1980 年,英国政府通过《地方政府、规划和土地法》,社会资本自此登上城市更新的舞台。该法案规定,地方政府必须就工程合同公开招标,并建立开发公司,政府和私营企业共同持股。他们的任务说白了只有一项:吸引人们回到城市。
美国学者、城市规划师尤金妮·L·伯奇(Eugenie L. Birch)在 2007 年的著作《土地政策及其后果》中指出:21 世纪,人们对城市的态度发生了重大变化。经过政府和开发公司多年运作,城市重新成为人才和资源的代名词;市中心不再是贫困和犯罪的温床,人们反而盛赞这些地方拥有历史文化遗产和强大的社区。
在中国,从 1970 年代开始,北京、上海、广州、南京、合肥、苏州、常州等城市,都开展了大规模的旧城改造。“拆迁”这个词,也是伴随一代人的城市时代记忆。
如今,广义上的城市更新涉及城市重建、旧城改造、城市再开发、城市复兴等范畴。它面对的挑战越来越复杂,城市更新的手段也不再局限于建筑物拆改,而是转向采取更多维度的方法。近 200 年来,城市更新的背后大多有政府的身影,它们从公共利益出发,主导或发起不同的项目。但传统政府背景的城市更新机构正变得更有综合性。
中国香港的市区重建局就是一个综合了各种城市更新职能的法定机构。它的前身为 1988 年成立的香港土地发展公司,2001 年香港特别行政区政府立法,市区重建局由此诞生。市区重建局可以与业主谈判,以合理市场价收购其房产,作为法定机构,也有在限制条件下直接征用土地以加快香港市区重建进度的权力。除此之外,市区重建局还要修缮老房子,改善市区环境,推进居民的安置及补偿、重建规划及文物保护等事务。
同一时期,在日本也诞生了类似的组织,名叫“都市再生机构”(以下简称“UR”)。UR 是独立行政法人,归日本国土交通省直辖,自负盈亏。UR 的前身是“日本住宅公团”,曾负责开发“团地住宅”——类似于中国的公房。2004 年它更名为“都市再生机构”,职能也不再是拼命建公寓楼,而是管理名下住宅租赁,并参与各大城市更新项目。由于兼具政府背景和公司两种属性,在复杂的城市更新项目中 UR 负责统筹各个利益相关方。
现在,更多利益主体期望直接参与街区事务。几乎所有城市更新的决策过程,都涉及到公开听证会、咨询会以及街区活动。“街区也认识到,让私营部门参与街区振兴工作很关键。(在城市更新中)街区发展委员会处于战略地位,这个组织可以争取到当地居民的支持,从而让项目赢得公众的广泛认可。”伯奇写道。

__练习要求__
1 > 判断下列三项陈述是否与上文关于城市更新的文字相符，逐项回答“是”或“否”，并原样引用文中起决定作用的字句：(a) 香港市区重建局的前身成立于 1988 年；(b) UR 归日本总务省直辖；(c) 英国 1980 年的法案允许地方政府自行决定工程合同是否公开招标。
2 > 续写上文关于城市更新的文字，从其最后一句之后接着写。

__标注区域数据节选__
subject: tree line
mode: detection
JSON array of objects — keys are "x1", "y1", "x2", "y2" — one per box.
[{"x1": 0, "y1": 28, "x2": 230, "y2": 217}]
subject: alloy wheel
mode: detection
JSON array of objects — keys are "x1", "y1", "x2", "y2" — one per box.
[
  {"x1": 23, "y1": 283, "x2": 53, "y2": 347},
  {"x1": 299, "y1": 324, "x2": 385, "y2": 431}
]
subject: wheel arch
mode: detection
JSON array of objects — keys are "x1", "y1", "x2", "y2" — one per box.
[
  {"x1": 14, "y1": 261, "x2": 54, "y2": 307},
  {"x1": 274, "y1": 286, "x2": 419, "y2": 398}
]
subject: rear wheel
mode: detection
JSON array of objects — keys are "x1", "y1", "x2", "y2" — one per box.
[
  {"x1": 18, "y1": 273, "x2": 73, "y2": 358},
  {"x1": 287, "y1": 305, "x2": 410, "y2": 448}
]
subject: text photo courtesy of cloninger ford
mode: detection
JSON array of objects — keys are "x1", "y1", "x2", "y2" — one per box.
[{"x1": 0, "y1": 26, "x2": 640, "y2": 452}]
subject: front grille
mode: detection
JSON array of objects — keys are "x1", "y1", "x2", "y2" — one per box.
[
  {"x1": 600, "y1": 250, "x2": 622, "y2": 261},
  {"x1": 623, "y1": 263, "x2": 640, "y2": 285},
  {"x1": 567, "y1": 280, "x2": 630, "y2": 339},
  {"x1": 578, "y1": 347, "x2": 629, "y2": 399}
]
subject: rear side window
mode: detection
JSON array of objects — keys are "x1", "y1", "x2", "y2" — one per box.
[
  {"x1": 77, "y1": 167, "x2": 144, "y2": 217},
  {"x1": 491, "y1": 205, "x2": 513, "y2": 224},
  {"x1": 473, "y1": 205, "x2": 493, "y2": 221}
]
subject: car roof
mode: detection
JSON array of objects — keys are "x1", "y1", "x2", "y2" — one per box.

__逐题答案__
1 >
(a) 是。「它的前身为 1988 年成立的香港土地发展公司」
(b) 否。「归日本国土交通省直辖」
(c) 否。「地方政府必须就工程合同公开招标」

2 >
在城市更新这个领域,一个组织或机构可能早已无法推动一个利益关联广泛的综合项目,每个国家、每座城市都面临不同的问题,政府、企业和居民力量等多方之间总是在不断角力。
城市更新,不止是政府的事
城市更新并非政府一方的工作与责任。这类项目常常面临建设时间长、启动资金高的困境,为缓解财政压力,政府会尝试引入市场领域的合作方,另一方面这也是为了将建设规划工作交给更专业的人来做。全球主流的城市更新模式是 PPP(Public Private Partnership),即政府与企业等社会资本合作。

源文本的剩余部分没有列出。